#### DOCUMENTO

II - Os 3 meses de proibição de conduzir veículos com motor destinam-se a sancionar delinquentes primários e que adotam postura de reconhecimento do seu comportamento, mas que apresentem taxa de álcool no sangue igual ou próxima de 1,20 g/l.
Decisão Texto Integral:
Acordam, em conferência, na 2.ª Subsecção Criminal do Tribunal da Relação do Évora

I. RELATÓRIO
No processo sumário n.º 388/22.2GBTNV do Juízo Local Criminal de Torres Novas da Comarca de Santarém, o Ministério Público acusou
AA, solteira, assistente de loja, nascida a 20 de março de 1966, (…),
pela prática de um crime de condução de veículo em estado de embriaguez, previsto e punível pelos artigos 292.º, n.º 1, e 69.º, n.º 1, alínea a), 14.º e 26.º, todos do Código Penal.

Não foi apresentada contestação escrita.

########

| OBJETIVO 1 |
Indica se cada afirmação concorda com o acórdão, respondendo sim ou não e citando as palavras exatas que o decidem: (a) a arguida nasceu a 20 de março de 1966; (b) foi apresentada contestação escrita; (c) os 3 meses de proibição de conduzir visam taxas de álcool iguais ou próximas de 2 g/l.
| OBJETIVO 2 |
Nas entradas, começa na linha que contém "Point out the fallen" e termina depois da linha que contém "x=324, y=476". Reescreve essas linhas substituindo "fallen leaf" por "dry leaf" e mantém tudo o resto igual.
As entradas não têm qualquer relação com o documento.

#### LINHAS DE DADOS

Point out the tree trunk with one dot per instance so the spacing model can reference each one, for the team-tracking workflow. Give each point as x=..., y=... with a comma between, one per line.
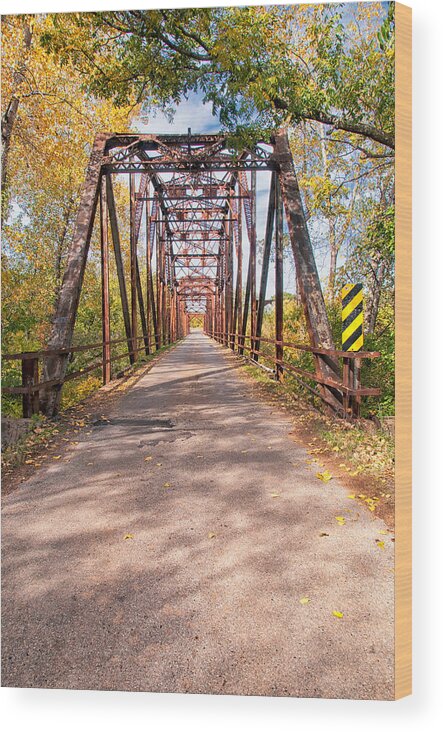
x=9, y=117
x=373, y=300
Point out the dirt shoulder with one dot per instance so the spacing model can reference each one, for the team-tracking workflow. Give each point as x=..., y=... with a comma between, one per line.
x=359, y=455
x=47, y=439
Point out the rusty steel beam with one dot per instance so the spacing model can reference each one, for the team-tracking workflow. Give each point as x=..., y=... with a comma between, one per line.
x=265, y=265
x=278, y=206
x=133, y=260
x=104, y=251
x=317, y=322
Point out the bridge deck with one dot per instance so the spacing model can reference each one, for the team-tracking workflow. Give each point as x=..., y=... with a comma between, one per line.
x=175, y=608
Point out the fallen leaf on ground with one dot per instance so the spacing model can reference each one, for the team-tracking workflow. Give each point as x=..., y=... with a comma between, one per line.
x=324, y=476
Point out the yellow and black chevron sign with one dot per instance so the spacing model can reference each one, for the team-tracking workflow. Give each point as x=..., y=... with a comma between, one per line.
x=352, y=317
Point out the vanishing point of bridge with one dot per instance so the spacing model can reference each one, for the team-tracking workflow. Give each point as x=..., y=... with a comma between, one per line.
x=198, y=199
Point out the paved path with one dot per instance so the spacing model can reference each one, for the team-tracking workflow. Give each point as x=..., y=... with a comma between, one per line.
x=175, y=608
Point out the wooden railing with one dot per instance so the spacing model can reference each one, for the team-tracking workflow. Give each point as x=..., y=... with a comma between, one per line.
x=31, y=387
x=347, y=383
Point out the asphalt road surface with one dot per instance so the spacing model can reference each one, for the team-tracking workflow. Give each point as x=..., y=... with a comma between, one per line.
x=203, y=595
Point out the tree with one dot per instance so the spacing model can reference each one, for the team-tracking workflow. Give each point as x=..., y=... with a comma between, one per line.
x=261, y=67
x=48, y=149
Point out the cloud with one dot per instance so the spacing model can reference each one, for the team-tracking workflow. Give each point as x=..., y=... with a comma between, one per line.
x=190, y=112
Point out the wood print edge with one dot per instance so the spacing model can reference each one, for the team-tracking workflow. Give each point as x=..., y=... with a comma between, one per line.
x=403, y=353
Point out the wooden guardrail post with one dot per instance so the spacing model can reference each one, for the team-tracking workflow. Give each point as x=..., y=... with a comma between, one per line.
x=31, y=399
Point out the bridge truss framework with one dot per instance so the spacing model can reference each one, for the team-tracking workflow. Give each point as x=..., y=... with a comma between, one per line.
x=199, y=201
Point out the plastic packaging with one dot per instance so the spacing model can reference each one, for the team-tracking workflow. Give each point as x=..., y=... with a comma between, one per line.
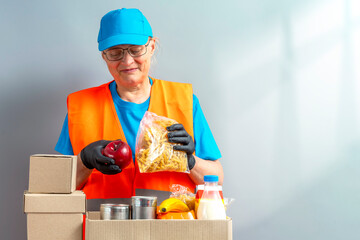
x=211, y=206
x=154, y=153
x=184, y=194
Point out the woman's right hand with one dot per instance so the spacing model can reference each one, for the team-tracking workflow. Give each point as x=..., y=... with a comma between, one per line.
x=92, y=157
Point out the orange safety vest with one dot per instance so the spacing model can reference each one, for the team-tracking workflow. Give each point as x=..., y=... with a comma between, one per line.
x=92, y=116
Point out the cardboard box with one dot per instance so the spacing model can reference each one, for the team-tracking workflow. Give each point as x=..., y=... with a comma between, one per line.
x=55, y=203
x=54, y=226
x=97, y=229
x=54, y=216
x=50, y=173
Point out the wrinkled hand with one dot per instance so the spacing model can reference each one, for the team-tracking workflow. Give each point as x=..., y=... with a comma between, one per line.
x=92, y=157
x=178, y=134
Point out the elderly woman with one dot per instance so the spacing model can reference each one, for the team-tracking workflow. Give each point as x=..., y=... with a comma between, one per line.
x=114, y=111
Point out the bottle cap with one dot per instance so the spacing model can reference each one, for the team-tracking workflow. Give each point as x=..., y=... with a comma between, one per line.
x=211, y=178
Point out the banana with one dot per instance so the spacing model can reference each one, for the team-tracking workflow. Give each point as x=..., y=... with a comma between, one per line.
x=173, y=205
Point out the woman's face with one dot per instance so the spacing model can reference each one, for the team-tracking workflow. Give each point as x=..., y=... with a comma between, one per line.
x=131, y=71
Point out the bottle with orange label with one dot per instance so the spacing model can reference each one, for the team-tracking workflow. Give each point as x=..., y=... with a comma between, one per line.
x=210, y=202
x=199, y=190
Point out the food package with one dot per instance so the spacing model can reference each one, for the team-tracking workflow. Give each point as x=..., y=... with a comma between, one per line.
x=190, y=215
x=154, y=153
x=184, y=194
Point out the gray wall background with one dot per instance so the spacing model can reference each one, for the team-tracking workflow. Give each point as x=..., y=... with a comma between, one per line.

########

| RESULTADO DO EXERCÍCIO 1 |
(a) Sim: «nascida a 20 de março de 1966»
(b) Não: «Não foi apresentada contestação escrita.»
(c) Não: «taxa de álcool no sangue igual ou próxima de 1,20 g/l»

| RESULTADO DO EXERCÍCIO 2 |
Point out the dry leaf on ground with one dot per instance so the spacing model can reference each one, for the team-tracking workflow. Give each point as x=..., y=... with a comma between, one per line.
x=324, y=476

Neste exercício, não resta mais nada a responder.